Prompt → Return every line from the records below with the string "cargo".
○ ○ ○ ○ ○ ○ ○
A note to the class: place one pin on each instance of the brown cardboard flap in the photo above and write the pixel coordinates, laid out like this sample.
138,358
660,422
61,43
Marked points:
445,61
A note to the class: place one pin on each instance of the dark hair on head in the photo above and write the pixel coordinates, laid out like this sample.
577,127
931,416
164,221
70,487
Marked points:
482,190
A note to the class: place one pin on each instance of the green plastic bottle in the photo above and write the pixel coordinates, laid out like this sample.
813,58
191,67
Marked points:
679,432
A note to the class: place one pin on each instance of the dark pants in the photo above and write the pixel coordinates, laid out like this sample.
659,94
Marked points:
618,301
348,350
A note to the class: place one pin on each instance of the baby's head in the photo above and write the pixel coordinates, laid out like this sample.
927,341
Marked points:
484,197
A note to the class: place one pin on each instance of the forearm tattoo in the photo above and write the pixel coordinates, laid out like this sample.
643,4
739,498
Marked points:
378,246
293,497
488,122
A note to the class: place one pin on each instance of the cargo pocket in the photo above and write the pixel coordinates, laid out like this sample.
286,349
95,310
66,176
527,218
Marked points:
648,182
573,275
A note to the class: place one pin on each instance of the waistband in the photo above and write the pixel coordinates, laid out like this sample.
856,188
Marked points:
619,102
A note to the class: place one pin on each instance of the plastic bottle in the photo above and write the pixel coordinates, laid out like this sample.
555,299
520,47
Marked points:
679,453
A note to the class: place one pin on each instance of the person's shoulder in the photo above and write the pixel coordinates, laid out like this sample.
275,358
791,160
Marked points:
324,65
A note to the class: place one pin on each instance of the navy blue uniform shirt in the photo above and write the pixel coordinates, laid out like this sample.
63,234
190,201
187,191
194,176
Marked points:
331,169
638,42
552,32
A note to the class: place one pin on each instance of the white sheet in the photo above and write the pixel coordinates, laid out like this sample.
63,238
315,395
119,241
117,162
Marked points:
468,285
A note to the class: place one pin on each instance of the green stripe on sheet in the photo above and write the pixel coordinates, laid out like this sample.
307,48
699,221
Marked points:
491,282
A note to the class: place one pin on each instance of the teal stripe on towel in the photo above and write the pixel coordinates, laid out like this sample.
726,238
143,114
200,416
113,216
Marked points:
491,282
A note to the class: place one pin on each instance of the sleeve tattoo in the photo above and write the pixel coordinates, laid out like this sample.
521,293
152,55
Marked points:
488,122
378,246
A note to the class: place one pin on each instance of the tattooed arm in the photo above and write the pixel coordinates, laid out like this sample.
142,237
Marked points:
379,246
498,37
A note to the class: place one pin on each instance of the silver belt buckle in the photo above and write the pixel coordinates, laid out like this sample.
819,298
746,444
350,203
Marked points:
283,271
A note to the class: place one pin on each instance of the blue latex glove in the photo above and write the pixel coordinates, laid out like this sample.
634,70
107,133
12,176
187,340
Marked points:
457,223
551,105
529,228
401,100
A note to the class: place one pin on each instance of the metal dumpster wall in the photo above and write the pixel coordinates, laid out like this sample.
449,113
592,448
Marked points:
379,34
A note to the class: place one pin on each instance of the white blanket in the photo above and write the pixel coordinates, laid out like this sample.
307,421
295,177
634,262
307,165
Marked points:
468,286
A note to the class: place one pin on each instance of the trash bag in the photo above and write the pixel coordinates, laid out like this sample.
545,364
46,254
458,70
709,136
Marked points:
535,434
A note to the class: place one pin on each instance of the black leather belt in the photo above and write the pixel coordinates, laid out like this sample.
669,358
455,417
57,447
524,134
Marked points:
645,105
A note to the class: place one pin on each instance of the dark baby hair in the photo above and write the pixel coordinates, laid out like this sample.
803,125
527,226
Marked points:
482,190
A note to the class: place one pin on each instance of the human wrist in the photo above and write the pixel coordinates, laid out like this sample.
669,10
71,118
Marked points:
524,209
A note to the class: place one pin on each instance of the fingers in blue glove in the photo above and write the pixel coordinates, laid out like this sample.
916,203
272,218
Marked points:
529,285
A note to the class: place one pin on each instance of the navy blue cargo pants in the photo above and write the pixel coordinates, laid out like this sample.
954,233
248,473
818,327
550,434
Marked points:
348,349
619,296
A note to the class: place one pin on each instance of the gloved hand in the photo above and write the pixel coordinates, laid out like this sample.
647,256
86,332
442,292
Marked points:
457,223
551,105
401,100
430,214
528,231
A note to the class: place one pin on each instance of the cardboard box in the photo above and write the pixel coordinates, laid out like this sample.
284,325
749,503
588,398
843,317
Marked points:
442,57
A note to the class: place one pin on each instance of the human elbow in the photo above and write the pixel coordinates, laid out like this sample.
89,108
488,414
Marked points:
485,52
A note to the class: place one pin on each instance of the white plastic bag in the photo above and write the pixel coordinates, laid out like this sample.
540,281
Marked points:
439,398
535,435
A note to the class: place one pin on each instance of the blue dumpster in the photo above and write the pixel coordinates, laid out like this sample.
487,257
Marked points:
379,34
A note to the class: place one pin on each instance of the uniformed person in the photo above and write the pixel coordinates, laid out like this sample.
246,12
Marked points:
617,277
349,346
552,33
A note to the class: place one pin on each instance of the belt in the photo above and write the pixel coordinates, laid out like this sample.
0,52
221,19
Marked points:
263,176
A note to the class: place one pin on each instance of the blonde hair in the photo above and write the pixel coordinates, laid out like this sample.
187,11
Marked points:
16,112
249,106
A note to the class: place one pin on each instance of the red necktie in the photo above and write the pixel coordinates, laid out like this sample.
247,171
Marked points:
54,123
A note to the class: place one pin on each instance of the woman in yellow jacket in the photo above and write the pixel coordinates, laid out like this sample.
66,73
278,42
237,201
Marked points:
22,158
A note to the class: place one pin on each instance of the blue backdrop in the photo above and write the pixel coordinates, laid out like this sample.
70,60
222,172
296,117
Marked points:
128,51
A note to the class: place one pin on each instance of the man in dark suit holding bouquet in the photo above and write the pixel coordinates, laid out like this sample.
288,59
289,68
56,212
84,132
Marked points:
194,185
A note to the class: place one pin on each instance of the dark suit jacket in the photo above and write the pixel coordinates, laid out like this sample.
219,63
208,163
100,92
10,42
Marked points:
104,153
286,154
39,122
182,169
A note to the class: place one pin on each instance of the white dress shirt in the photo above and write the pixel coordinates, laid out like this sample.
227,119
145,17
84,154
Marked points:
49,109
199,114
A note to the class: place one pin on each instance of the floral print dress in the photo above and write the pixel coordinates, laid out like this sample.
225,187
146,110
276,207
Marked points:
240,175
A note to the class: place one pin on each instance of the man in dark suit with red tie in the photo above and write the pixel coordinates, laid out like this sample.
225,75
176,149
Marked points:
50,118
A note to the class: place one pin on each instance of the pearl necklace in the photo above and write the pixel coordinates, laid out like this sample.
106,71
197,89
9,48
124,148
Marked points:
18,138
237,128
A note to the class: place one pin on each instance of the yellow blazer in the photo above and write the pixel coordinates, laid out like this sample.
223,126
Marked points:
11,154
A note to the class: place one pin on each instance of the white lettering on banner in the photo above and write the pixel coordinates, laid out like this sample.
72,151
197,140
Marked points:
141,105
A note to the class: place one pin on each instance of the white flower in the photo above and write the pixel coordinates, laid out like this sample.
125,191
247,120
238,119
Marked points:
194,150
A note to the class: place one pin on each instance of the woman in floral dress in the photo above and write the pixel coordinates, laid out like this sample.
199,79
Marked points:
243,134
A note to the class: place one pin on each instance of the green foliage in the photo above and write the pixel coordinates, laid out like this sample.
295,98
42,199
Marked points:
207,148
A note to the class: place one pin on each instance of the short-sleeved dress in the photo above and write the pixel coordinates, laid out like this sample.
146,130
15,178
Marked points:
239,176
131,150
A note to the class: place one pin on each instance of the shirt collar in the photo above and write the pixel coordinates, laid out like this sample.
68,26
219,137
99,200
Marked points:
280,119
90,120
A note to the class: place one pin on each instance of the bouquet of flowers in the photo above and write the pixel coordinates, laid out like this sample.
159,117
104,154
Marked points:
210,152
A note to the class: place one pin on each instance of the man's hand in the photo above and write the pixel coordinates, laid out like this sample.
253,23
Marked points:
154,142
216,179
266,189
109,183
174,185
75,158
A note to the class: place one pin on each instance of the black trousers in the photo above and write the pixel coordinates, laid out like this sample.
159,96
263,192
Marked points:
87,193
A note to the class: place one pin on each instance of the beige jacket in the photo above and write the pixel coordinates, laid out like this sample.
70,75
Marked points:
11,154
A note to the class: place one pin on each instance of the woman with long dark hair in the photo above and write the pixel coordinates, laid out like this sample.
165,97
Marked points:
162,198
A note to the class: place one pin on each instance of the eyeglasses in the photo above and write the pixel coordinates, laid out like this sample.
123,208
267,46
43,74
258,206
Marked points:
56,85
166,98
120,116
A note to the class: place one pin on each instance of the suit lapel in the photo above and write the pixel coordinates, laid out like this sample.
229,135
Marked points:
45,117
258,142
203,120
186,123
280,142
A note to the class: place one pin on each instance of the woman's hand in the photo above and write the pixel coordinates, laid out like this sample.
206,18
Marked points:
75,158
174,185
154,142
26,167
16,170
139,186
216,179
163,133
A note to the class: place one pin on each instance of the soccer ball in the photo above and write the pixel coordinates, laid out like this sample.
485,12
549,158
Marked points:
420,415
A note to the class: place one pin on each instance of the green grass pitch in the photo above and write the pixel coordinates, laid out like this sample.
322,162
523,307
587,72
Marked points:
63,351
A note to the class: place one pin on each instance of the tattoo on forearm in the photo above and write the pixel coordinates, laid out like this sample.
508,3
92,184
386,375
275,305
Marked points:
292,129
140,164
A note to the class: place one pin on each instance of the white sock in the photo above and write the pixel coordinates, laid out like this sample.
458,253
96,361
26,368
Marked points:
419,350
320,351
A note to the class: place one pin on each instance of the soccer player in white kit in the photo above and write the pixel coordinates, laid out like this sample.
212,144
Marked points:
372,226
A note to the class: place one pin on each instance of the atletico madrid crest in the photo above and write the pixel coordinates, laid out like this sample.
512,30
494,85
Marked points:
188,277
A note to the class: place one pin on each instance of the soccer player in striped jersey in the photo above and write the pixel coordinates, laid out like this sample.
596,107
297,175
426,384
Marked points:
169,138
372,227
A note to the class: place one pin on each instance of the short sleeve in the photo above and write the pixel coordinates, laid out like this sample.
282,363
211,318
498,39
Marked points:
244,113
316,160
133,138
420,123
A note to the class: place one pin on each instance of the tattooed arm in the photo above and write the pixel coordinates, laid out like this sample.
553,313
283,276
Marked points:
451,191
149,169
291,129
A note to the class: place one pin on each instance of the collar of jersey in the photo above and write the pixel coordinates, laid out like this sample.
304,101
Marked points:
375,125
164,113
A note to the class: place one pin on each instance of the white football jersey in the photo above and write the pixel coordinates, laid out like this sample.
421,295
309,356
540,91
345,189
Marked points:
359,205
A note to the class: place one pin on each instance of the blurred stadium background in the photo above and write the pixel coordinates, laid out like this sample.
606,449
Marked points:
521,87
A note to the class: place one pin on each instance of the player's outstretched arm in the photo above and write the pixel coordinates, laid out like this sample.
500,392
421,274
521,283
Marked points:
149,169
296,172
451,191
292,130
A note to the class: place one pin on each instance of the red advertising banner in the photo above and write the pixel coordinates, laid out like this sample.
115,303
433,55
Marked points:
○ ○ ○ ○ ○ ○ ○
Output of the task →
A note to the class: place one pin on each instance of the cargo pocket in the photo above and write the pixel coordinates, laid out like this sample.
A note to the class: place one pin on each instance of the navy blue cargo pants in the photo above and write the pixel coordinates, laid out like this sample.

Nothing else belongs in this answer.